[Excerpted records]:
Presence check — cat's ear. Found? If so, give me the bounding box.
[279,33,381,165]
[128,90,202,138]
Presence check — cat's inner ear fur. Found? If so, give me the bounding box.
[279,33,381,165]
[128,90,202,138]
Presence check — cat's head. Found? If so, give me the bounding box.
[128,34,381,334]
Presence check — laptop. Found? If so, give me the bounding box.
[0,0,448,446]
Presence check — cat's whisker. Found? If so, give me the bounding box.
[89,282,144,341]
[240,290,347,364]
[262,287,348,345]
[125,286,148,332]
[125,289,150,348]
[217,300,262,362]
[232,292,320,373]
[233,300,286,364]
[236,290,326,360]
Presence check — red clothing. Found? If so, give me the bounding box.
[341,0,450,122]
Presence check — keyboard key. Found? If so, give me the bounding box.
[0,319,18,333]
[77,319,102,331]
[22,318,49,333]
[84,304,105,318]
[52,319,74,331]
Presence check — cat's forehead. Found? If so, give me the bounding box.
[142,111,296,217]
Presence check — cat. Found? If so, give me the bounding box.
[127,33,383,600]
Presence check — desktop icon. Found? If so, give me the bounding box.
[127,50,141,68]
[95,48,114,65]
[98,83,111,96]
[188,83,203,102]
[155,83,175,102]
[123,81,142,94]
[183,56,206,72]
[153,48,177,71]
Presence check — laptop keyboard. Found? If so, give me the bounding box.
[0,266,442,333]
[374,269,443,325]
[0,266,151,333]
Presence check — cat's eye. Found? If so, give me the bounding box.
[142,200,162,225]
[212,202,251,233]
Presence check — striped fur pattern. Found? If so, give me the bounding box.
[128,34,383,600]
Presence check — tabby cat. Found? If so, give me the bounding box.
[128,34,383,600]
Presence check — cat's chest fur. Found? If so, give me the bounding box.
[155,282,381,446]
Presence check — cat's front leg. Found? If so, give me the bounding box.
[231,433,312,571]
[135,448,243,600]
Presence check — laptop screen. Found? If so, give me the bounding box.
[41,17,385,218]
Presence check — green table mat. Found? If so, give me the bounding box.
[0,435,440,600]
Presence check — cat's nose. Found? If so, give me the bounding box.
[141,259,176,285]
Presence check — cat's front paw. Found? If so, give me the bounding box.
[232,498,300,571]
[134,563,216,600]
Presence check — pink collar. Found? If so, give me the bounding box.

[Exercise objective]: Rewrite all of the rows above, changing "give me the bounding box" to "return the bounding box" and keeping everything else the same.

[Response to the task]:
Presence check — cat's ear. Found? If so, return the bounding box.
[279,33,381,165]
[128,90,202,138]
Presence check — cat's inner ear fur. Found? If so, return the bounding box.
[279,33,381,165]
[128,90,202,138]
Presence check — cat's head. Found? If so, return the bounding box.
[128,34,381,334]
Presence check — laptop. Found? If so, return the bounding box.
[0,0,448,446]
Presence check — cat's whisker. Found? If so, return the bounding box.
[89,282,144,341]
[240,290,347,364]
[262,287,348,345]
[125,286,148,332]
[125,289,150,348]
[217,300,262,362]
[232,292,320,373]
[233,300,286,364]
[236,290,326,360]
Presence check — red clothing. Found? If so, return the bounding box.
[341,0,450,122]
Presence check — keyboard key. Found? If so, return the bounding box.
[0,319,18,333]
[77,319,102,331]
[22,318,49,333]
[84,304,105,318]
[52,319,74,331]
Presence check — cat's forehead. Found? If so, return the bounding box.
[142,111,296,217]
Presence check — cat. Found? If so, return the bounding box.
[127,33,383,600]
Presence check — desktop icon. Found? If so, return the bounding box.
[127,50,141,68]
[95,48,114,65]
[98,83,111,96]
[188,83,203,102]
[155,83,175,102]
[123,81,142,94]
[183,56,206,72]
[153,48,177,71]
Presence check — laptop keyboard. Found? If so, return the bounding box.
[0,266,442,333]
[374,269,443,325]
[0,266,151,333]
Presence check — cat's eye. Found? If so, return the bounding box.
[142,200,162,225]
[212,202,251,233]
Presence check — striped fur pattern. Found? If so, return the bounding box.
[128,34,383,600]
Presence check — tabby cat. Found? If so, return the bounding box.
[128,34,383,600]
Presence check — cat's chest fur. Found? If so, return the bounding box.
[155,282,381,446]
Presence check — cat's front leg. Found? If so, return the bounding box.
[231,433,312,571]
[135,448,243,600]
Presence check — laptop screen. Found? If so, return the bounding box.
[41,17,385,218]
Presence check — green table mat. Found? If so, return the bounding box.
[0,435,440,600]
Presence check — cat's nose. Found? If so, return the bounding box.
[141,259,176,285]
Presence check — cat's front paw. Found? If so, return the bounding box.
[232,498,300,571]
[134,563,216,600]
Presence check — pink collar. Found? If so, return the bounding box.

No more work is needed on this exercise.